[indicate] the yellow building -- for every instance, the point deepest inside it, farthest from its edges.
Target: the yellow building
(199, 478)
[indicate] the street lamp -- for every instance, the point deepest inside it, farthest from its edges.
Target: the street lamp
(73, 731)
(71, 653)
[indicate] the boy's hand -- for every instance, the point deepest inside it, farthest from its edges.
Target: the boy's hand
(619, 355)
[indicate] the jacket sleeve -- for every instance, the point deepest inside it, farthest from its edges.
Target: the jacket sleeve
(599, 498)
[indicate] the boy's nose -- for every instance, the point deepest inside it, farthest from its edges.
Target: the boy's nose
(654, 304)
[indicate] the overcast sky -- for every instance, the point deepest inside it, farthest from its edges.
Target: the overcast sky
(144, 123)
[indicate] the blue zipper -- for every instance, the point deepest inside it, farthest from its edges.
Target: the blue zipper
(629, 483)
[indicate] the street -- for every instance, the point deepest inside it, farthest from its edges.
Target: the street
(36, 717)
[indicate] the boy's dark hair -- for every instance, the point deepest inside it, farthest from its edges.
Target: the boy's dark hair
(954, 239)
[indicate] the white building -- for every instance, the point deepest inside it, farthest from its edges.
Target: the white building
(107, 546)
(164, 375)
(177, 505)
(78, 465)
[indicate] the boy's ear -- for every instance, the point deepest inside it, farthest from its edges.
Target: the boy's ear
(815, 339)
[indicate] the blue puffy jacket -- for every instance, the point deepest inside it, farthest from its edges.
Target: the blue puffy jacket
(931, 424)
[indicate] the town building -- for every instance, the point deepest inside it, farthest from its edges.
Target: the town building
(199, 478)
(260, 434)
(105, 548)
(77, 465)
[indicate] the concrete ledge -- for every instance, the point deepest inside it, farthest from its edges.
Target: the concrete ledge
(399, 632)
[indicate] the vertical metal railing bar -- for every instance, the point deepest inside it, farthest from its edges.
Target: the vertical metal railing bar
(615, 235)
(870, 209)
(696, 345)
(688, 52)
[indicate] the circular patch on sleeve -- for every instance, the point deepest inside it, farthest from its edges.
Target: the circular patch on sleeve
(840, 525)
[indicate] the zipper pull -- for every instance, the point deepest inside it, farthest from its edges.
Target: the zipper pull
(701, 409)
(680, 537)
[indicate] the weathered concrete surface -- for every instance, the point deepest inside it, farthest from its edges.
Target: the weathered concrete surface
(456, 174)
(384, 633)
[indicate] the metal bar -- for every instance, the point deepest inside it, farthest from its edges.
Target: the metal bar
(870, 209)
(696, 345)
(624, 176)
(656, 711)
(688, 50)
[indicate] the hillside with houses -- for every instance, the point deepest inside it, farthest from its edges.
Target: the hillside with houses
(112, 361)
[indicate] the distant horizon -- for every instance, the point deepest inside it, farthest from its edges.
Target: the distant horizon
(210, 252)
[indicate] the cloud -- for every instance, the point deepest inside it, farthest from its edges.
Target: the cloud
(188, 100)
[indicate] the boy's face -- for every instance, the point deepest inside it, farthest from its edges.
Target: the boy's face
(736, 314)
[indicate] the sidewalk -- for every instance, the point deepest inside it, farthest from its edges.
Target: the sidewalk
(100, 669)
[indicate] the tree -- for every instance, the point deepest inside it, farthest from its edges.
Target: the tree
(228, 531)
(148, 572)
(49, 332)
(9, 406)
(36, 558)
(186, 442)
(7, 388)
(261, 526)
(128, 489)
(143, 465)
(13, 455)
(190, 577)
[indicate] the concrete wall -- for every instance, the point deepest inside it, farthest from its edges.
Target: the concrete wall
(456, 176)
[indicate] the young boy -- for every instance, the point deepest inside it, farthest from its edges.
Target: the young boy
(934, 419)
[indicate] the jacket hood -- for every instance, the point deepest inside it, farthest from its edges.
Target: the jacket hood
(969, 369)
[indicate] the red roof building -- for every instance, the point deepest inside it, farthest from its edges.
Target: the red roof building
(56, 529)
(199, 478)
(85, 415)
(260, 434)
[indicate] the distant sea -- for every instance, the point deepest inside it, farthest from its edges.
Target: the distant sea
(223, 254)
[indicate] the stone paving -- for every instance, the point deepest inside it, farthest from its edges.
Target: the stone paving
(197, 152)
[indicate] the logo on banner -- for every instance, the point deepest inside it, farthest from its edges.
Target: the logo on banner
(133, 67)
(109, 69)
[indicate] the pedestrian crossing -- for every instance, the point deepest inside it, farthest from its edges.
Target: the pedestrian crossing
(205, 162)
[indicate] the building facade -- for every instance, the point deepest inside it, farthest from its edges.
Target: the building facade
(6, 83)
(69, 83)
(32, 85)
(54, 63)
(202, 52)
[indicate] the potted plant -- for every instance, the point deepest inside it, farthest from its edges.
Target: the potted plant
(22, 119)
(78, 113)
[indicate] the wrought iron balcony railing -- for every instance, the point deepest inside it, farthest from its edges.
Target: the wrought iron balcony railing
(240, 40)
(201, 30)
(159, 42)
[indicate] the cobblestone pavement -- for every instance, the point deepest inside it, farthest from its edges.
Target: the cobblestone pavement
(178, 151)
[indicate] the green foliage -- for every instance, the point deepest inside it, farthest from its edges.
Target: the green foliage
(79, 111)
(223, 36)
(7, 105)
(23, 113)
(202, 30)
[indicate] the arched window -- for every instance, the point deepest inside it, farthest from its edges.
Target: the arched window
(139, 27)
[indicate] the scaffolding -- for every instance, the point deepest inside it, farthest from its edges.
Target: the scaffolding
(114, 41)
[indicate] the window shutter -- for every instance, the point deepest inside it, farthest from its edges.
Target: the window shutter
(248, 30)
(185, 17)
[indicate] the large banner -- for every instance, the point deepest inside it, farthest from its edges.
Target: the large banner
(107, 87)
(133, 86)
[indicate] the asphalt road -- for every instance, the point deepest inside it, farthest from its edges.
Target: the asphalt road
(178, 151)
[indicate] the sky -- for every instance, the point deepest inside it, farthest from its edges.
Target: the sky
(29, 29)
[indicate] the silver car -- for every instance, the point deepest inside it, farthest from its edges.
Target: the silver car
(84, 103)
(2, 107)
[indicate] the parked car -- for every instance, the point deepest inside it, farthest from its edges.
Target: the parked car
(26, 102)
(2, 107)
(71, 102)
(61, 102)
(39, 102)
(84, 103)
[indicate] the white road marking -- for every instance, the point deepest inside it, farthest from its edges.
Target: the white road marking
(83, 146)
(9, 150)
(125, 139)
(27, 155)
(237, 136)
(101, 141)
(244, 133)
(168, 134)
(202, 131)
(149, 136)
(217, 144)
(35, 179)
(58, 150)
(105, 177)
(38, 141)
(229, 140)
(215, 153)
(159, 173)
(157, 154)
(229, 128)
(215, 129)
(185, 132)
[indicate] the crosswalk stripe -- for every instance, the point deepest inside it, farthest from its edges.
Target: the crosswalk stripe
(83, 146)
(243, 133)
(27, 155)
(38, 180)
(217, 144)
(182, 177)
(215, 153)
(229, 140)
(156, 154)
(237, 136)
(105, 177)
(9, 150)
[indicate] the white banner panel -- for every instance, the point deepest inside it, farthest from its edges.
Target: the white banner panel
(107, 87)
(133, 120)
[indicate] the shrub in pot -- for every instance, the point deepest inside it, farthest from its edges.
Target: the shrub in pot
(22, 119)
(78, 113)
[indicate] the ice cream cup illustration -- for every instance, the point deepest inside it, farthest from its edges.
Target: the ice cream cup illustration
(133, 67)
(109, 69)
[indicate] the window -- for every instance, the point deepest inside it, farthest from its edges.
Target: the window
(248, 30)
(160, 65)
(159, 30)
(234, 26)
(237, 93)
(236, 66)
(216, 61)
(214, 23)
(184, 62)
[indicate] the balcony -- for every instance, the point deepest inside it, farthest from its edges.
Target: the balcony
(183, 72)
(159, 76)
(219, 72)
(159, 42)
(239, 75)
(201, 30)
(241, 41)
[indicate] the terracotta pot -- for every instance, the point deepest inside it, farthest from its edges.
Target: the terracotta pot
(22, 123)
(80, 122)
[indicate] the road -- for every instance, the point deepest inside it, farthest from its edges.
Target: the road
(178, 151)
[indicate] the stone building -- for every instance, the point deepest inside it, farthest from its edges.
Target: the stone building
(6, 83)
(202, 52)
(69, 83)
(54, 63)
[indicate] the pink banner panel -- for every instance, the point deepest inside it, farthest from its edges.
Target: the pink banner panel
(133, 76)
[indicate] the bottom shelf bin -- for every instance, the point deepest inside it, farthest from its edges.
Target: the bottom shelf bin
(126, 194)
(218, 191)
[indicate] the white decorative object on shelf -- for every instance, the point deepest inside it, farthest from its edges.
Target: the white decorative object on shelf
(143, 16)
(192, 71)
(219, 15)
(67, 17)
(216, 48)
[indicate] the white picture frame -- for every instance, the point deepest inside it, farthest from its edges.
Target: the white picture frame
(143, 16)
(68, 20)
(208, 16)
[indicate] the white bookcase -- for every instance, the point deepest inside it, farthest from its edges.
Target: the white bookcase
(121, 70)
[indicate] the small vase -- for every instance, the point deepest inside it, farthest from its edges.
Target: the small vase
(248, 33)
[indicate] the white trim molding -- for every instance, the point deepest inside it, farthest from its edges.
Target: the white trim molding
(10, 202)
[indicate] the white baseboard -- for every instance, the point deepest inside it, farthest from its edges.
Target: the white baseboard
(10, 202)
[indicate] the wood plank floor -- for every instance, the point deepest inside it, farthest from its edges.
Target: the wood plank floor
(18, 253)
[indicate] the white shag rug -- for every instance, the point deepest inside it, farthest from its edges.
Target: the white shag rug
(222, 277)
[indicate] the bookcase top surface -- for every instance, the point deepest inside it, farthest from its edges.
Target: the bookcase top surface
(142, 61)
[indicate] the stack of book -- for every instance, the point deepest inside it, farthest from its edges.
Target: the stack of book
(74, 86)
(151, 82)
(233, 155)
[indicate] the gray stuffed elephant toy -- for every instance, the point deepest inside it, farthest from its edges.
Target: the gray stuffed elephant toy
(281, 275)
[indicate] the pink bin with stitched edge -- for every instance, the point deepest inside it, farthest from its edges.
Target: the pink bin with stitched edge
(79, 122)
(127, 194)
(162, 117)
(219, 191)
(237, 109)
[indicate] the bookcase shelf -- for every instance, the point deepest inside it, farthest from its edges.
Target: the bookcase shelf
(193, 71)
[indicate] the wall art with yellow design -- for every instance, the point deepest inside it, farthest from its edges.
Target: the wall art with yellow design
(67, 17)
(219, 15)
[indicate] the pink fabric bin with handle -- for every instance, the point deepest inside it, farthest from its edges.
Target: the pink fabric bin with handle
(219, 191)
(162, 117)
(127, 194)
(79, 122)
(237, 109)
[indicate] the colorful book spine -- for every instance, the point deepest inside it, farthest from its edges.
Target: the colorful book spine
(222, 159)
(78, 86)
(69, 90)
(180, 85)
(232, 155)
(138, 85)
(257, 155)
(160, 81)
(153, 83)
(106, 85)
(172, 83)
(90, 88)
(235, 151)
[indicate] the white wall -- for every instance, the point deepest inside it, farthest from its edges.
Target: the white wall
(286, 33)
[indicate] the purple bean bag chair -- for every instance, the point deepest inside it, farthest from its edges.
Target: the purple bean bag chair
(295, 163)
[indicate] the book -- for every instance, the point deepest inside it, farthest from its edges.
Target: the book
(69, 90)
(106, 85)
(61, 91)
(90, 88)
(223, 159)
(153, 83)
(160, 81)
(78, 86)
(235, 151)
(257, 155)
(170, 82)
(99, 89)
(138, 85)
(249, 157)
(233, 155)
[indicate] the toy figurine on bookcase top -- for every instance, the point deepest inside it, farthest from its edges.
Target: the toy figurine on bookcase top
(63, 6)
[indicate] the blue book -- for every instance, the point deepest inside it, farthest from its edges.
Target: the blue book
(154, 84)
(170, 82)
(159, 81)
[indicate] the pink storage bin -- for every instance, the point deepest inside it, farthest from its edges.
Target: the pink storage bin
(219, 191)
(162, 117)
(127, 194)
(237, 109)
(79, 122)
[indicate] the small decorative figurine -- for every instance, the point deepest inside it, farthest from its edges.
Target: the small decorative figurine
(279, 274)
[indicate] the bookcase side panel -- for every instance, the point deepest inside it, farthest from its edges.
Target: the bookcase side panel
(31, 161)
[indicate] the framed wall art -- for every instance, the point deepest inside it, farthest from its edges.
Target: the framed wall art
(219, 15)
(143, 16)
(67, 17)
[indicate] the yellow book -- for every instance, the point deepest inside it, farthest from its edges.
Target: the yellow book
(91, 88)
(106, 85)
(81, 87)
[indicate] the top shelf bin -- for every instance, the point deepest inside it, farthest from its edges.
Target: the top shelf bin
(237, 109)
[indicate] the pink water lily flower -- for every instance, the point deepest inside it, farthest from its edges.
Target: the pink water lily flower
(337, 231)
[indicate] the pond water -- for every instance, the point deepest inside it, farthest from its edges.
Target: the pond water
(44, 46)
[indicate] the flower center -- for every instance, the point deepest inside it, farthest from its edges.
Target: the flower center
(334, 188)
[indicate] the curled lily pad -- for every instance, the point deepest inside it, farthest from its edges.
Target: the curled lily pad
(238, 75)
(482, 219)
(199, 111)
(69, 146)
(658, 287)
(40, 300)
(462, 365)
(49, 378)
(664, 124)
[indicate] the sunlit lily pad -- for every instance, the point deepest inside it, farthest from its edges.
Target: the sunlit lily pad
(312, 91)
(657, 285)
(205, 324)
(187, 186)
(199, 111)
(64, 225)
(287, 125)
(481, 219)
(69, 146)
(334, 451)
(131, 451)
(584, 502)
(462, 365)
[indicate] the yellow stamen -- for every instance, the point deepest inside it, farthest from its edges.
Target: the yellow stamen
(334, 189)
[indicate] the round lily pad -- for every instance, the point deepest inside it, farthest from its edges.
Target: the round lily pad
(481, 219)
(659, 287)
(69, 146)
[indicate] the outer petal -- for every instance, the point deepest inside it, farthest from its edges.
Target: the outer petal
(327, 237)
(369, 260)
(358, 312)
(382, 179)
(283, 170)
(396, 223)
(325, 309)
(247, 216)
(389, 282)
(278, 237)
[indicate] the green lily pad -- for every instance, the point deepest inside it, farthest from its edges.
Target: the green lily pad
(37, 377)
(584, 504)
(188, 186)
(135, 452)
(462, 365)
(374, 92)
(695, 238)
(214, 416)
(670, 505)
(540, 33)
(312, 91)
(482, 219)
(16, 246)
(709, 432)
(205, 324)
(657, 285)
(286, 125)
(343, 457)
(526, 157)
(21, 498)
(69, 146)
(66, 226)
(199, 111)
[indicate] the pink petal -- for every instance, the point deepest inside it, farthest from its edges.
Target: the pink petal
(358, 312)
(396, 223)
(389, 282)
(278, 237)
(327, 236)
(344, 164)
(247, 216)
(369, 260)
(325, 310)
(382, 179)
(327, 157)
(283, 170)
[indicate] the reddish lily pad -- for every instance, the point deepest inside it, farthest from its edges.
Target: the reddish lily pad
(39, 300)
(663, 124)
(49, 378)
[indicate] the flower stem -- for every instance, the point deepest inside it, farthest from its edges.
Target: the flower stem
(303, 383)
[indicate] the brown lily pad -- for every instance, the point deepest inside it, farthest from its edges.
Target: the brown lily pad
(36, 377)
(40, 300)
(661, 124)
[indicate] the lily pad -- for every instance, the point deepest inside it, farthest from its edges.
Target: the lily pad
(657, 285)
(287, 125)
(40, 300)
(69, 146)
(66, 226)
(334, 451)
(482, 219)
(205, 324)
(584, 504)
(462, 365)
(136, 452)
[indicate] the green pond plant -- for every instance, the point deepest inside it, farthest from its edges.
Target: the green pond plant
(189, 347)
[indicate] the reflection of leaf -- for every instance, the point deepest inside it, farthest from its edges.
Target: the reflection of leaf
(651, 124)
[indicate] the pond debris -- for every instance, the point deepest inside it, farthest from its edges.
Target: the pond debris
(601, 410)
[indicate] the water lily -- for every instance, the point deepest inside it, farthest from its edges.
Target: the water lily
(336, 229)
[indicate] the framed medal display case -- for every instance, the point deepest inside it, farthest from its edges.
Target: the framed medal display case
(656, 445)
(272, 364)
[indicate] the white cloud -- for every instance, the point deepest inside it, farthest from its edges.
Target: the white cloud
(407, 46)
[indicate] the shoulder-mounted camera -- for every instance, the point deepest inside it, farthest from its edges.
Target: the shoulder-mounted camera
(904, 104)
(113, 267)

- YOUR INSTRUCTIONS: I need exact copies of the lines from the one holding "Target: the framed medal display case" through the end of the records above, and nothing beyond them.

- EXERCISE RESULT:
Target: the framed medal display case
(656, 445)
(272, 364)
[indicate] the white cloud -- for every instance, the point deepest inside it, farthest from its edges.
Target: the white cloud
(407, 46)
[indicate] the shoulder-mounted camera -- for every instance, the point deepest inside it, farthest from its edges.
Target: the shoulder-mounted camera
(904, 104)
(113, 267)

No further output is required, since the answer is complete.